DATA PROVIDED Block Start

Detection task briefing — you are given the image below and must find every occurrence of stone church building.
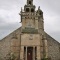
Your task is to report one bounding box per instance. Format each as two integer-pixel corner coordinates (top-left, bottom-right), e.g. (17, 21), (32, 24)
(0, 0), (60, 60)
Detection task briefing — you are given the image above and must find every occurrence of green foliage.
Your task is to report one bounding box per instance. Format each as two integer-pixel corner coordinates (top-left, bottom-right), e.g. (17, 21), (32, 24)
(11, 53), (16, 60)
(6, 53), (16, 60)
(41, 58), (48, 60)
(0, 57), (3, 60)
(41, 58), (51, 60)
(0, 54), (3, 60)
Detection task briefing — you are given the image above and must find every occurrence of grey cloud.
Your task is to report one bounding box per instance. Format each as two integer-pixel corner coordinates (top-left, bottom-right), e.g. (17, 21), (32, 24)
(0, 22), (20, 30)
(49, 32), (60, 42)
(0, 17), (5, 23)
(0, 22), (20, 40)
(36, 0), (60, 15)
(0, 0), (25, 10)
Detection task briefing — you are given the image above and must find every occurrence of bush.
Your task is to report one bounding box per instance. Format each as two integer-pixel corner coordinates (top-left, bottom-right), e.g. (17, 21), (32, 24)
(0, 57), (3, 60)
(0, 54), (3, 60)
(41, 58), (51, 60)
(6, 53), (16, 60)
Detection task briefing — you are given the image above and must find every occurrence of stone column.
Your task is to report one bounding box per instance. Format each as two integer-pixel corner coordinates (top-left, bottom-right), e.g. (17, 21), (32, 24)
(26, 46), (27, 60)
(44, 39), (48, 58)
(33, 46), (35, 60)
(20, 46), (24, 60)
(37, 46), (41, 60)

DATA PROVIDED Block End

**WHAT IS REQUIRED:**
Where a line of the data above includes "Detection", copy that line.

**REPLY:**
Detection task briefing — you are given the image below and must find every occurrence of stone church building.
Detection task briefing — you are given the image above and must find every occurrence of green foliage.
Detection task briefing — you are given the image above and must find every occurrence of grey cloud.
Detection task briefing — you are given the image above and must find every occurrence of bush.
Detection task briefing — you are given the image above and must find every occurrence of stone column.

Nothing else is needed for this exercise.